▸ **Activity**
The line containing "the cyclist's arm and give integer pixel coordinates.", plus every line that follows it to the end of the listing below, is what you transcribe exactly; omit all pictures.

▸ **Material for this exercise**
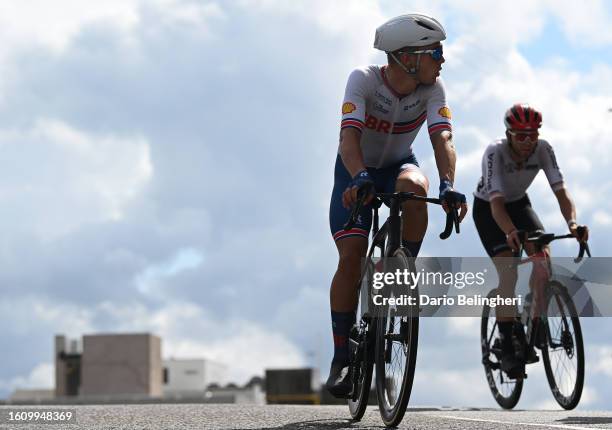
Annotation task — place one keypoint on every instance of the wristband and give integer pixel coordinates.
(362, 175)
(445, 184)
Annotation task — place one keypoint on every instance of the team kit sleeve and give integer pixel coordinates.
(438, 112)
(548, 161)
(492, 172)
(354, 104)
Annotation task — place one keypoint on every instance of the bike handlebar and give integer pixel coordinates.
(544, 239)
(452, 216)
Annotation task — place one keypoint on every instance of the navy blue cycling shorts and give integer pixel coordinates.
(384, 182)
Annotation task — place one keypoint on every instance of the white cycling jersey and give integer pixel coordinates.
(389, 122)
(502, 176)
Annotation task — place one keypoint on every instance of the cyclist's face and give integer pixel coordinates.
(430, 68)
(523, 142)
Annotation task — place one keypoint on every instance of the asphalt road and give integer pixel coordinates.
(201, 416)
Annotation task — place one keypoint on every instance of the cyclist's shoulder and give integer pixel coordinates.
(544, 144)
(366, 75)
(497, 146)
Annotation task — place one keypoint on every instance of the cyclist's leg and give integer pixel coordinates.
(410, 178)
(527, 220)
(494, 242)
(352, 246)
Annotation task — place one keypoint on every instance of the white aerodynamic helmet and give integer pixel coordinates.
(408, 30)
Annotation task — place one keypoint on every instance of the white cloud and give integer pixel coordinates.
(602, 218)
(41, 376)
(76, 176)
(602, 362)
(585, 24)
(54, 23)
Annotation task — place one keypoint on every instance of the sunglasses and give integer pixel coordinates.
(436, 53)
(521, 137)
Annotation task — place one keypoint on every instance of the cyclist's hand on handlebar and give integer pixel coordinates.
(514, 239)
(580, 232)
(452, 199)
(362, 180)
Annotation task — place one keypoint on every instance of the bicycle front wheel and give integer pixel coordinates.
(563, 355)
(396, 351)
(361, 346)
(506, 391)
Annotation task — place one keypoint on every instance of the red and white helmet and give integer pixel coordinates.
(521, 116)
(408, 30)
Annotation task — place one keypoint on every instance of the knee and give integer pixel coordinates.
(417, 184)
(349, 262)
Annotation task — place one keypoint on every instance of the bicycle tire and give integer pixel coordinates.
(506, 391)
(392, 412)
(358, 403)
(558, 344)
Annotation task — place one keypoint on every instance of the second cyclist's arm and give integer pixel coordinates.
(566, 205)
(350, 150)
(500, 215)
(444, 151)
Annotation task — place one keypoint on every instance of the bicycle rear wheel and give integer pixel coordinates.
(361, 349)
(396, 351)
(564, 354)
(506, 391)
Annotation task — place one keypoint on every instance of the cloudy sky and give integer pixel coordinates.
(166, 166)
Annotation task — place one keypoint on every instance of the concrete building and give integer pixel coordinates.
(109, 365)
(182, 376)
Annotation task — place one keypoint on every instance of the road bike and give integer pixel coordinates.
(383, 336)
(555, 332)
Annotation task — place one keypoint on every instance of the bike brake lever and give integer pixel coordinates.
(362, 194)
(456, 220)
(584, 247)
(450, 220)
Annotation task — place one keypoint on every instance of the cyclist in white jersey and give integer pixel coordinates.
(502, 208)
(383, 109)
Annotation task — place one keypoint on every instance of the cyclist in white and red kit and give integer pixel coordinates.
(383, 109)
(502, 207)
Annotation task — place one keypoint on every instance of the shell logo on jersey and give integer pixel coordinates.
(445, 112)
(348, 108)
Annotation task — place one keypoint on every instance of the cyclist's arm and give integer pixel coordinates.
(500, 215)
(444, 152)
(566, 204)
(350, 150)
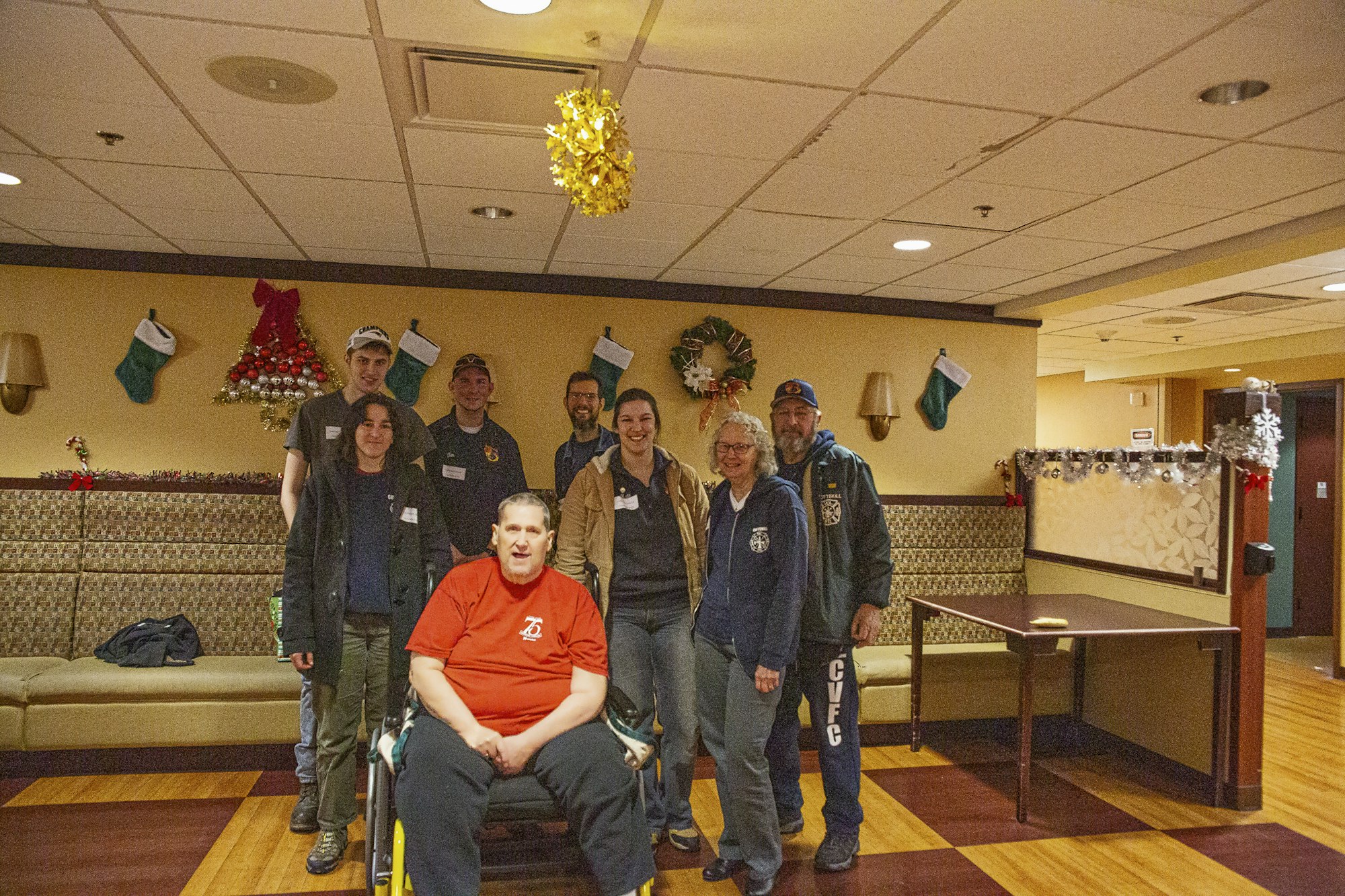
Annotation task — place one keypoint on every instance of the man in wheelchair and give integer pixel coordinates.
(510, 663)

▸ **Output below**
Annotation task — place one keypoint on every instance of the cyclist's arm and give integer pixel coordinates.
(500, 215)
(444, 152)
(566, 204)
(350, 150)
Annotation task — place one keypoint on every instance of the man in wheelchair and give integer pixel coordinates.
(510, 663)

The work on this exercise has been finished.